====== Working data

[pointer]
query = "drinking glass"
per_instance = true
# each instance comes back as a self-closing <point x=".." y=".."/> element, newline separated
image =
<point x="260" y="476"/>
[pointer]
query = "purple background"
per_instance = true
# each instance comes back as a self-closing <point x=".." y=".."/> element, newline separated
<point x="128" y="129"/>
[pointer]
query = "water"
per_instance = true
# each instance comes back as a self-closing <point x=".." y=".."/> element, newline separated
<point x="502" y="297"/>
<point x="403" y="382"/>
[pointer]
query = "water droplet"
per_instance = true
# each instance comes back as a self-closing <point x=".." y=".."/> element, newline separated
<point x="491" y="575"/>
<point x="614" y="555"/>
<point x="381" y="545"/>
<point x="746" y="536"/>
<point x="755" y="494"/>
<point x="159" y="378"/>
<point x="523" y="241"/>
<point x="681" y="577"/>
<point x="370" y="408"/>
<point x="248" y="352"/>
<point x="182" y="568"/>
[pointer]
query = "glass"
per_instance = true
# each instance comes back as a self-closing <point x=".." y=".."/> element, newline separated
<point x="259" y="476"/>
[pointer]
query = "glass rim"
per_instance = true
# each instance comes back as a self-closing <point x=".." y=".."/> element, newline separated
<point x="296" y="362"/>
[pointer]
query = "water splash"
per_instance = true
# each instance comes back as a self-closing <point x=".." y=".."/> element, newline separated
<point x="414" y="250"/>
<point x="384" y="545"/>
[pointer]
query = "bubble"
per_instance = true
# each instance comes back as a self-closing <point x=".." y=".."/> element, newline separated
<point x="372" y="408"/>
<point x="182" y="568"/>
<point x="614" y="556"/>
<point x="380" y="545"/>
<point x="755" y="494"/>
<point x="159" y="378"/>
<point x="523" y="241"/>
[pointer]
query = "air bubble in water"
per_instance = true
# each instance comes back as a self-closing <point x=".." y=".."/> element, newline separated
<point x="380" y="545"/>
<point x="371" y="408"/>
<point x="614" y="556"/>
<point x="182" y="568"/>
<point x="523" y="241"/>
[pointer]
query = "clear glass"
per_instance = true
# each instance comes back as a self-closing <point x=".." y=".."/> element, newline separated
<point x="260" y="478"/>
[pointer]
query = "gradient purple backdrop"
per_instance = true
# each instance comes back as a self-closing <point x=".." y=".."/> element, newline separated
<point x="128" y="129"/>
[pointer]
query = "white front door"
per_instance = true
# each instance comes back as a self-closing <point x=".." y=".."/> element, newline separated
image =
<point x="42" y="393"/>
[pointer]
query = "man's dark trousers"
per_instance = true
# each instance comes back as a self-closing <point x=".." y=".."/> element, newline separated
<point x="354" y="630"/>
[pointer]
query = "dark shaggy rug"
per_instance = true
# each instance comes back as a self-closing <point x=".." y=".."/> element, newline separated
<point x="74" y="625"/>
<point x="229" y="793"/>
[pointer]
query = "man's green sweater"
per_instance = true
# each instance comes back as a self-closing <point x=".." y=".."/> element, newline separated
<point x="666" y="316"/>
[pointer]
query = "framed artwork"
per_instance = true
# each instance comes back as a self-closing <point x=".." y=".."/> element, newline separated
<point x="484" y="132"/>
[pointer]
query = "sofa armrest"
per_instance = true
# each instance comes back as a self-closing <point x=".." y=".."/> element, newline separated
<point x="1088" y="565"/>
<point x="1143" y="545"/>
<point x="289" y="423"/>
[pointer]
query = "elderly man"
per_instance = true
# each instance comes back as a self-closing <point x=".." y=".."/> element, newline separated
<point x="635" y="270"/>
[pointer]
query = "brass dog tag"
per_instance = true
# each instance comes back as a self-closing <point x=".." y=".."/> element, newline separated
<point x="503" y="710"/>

============

• **Written task**:
Repeat every entry word for word.

• **Answer below**:
[pointer]
query = "drinking glass"
per_instance = true
# each instance comes back as a self-closing <point x=".." y=".."/> element, newline separated
image =
<point x="260" y="476"/>
[pointer]
query = "purple background"
per_instance = true
# each instance comes back as a self-closing <point x=".." y=".."/> element, newline separated
<point x="128" y="129"/>
[pointer]
query = "water"
per_instance = true
# each instance comes back as a self-closing <point x=".." y=".."/> element, newline separated
<point x="502" y="297"/>
<point x="403" y="382"/>
[pointer]
query = "water droplet"
per_instance = true
# each instance comes back as a self-closing <point x=".." y=".."/> element, newline separated
<point x="491" y="575"/>
<point x="614" y="555"/>
<point x="381" y="545"/>
<point x="746" y="536"/>
<point x="755" y="494"/>
<point x="159" y="378"/>
<point x="523" y="241"/>
<point x="681" y="577"/>
<point x="370" y="408"/>
<point x="248" y="352"/>
<point x="182" y="568"/>
[pointer]
query = "glass"
per_instance = true
# each instance comes back as a self-closing <point x=".." y=".."/> element, newline separated
<point x="259" y="476"/>
[pointer]
query = "glass rim"
per_instance = true
# each instance comes back as a self-closing <point x=".." y=".."/> element, newline separated
<point x="296" y="362"/>
[pointer]
query = "water splash"
per_instance = true
# each instance comes back as a self-closing <point x=".." y=".."/> element, newline separated
<point x="414" y="250"/>
<point x="384" y="545"/>
[pointer]
query = "bubble"
per_instance = true
# each instance comes back as a self-closing <point x=".." y=".."/> element, newline separated
<point x="372" y="408"/>
<point x="182" y="568"/>
<point x="614" y="556"/>
<point x="380" y="545"/>
<point x="755" y="494"/>
<point x="159" y="378"/>
<point x="523" y="241"/>
[pointer]
query = "air bubble in water"
per_instance = true
# each instance comes back as a self-closing <point x=".." y=".."/> element, newline separated
<point x="380" y="545"/>
<point x="371" y="408"/>
<point x="614" y="556"/>
<point x="182" y="568"/>
<point x="523" y="241"/>
[pointer]
query = "clear glass"
per_instance = true
# each instance comes back as a self-closing <point x=".." y=".."/> element, newline separated
<point x="260" y="478"/>
[pointer]
query = "gradient purple backdrop"
per_instance = true
# each instance comes back as a self-closing <point x=".." y=".."/> element, newline separated
<point x="128" y="129"/>
[pointer]
query = "white front door"
per_instance = true
# each instance comes back as a self-closing <point x=".." y=".."/> element, newline separated
image =
<point x="42" y="393"/>
[pointer]
query = "man's dark trousers"
per_instance = true
# each instance comes back as a self-closing <point x=".." y=".."/> element, newline separated
<point x="354" y="630"/>
[pointer]
query = "dark shaggy rug"
per_instance = true
# each instance comes back as a self-closing <point x=".." y=".."/> element, newline separated
<point x="74" y="625"/>
<point x="229" y="793"/>
[pointer]
query = "man's green sweater"
per_instance = true
# each instance comes back as a self-closing <point x=".." y=".."/> element, newline separated
<point x="666" y="316"/>
[pointer]
query = "framed artwork"
per_instance = true
# each instance comes back as a self-closing <point x=".." y=".."/> element, newline separated
<point x="484" y="132"/>
[pointer]
query = "sofa armrest"
per_instance = true
# each instance comes back as a self-closing <point x=".." y=".."/> element, newline separated
<point x="1088" y="565"/>
<point x="1143" y="545"/>
<point x="289" y="423"/>
[pointer]
query = "elderly man"
per_instance = true
# each instance comes back as a self-closing <point x=".." y=".."/> element, newline separated
<point x="635" y="270"/>
[pointer]
query = "brass dog tag"
per_instance = true
# each instance comes back as a self-closing <point x=".." y=".."/> element, newline separated
<point x="503" y="710"/>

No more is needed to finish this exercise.